▶ [Task objective]: Nothing but the pictures should be dropped when the records are transcribed word for word.
+++ Material supplied +++
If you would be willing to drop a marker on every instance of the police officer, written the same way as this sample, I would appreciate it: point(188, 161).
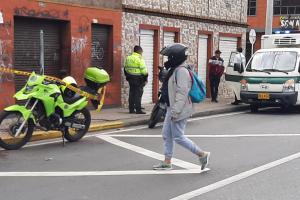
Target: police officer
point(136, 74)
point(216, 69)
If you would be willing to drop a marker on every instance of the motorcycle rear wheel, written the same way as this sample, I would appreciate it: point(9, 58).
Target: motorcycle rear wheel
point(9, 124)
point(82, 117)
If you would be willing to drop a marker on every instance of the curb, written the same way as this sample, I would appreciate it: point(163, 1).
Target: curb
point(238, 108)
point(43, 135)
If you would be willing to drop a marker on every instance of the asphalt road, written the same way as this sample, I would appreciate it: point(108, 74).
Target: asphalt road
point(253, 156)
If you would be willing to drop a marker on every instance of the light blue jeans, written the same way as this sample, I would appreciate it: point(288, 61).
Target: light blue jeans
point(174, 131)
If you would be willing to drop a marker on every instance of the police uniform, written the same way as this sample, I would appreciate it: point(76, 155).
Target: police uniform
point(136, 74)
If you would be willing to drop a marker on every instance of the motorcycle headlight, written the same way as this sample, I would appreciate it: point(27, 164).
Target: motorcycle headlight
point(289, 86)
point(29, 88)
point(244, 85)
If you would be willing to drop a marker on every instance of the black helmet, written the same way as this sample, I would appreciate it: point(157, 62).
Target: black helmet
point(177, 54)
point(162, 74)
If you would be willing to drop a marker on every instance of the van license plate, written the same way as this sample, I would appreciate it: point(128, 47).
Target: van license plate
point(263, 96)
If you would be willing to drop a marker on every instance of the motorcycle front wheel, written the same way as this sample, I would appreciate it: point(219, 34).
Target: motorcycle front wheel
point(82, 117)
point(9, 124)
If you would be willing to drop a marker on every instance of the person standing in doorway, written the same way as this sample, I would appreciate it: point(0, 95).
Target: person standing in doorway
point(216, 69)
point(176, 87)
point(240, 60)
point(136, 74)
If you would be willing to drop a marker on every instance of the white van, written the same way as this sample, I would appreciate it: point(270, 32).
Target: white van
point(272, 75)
+++
▶ [Output of the exercise]:
If you would be willing to drop a marker on every instance of the police officer, written the same way as this sample, I would appreciate it: point(188, 161).
Target: police officer
point(136, 74)
point(216, 69)
If you would be willing to drop a marker on every instance of the motorcycle rear wheel, written the same way as this sample, I would appreciate it: point(9, 58).
Target: motorcycle rear wheel
point(9, 124)
point(82, 117)
If you would be willing to drop a marker on every instance of the curb, written the same way as this sample, I would appreciate it: point(163, 1).
Target: curb
point(238, 108)
point(43, 135)
If you would be willing to drop a marker on every instance of the asphalt road, written the same way as this sample, I would appreciate it: point(108, 74).
Target: asphalt road
point(253, 156)
If you would be willing to drop a marker on every instance of the light blue jeans, written the same way as this sample, I would appreciate it: point(288, 61).
Target: light blue jeans
point(174, 131)
If you would be willing to drop a marker on every instance of the police uniform, written the same way as this sample, I would appreciate it: point(76, 155).
Target: police uniform
point(136, 74)
If you would be willing to drop a marker on every instance of the motorcycle headlight, written the same way as this sample, I would appreciate it: point(27, 164).
Target: motorcycle headlight
point(289, 86)
point(29, 88)
point(244, 85)
If you would be willing to drop a marker on every instance of the black helmet, written the same way as this sample, I would appreciate it: point(157, 62).
Target: black helmet
point(177, 54)
point(162, 74)
If you would be willing to drop a marker on every instance of the van license plate, written the same way as this sample, I would appreciate it: point(128, 47).
Target: van license plate
point(263, 96)
If you would be willing to drop a marker on every instance of the motorcycle front wheel, written the same way as this sample, I would appreciate it: point(219, 34).
Target: motorcycle front wheel
point(82, 117)
point(9, 124)
If you would be willing to drop a marker on every instance of the person standing in doorway, written the same way as this sample, I would appreciate it: point(0, 95).
Target: person standing in doorway
point(216, 69)
point(176, 87)
point(240, 60)
point(136, 74)
If you would be willing to drop a marker on every instance of the white van, written the same way as this sample, I would appreciate it: point(270, 32).
Target: white van
point(272, 75)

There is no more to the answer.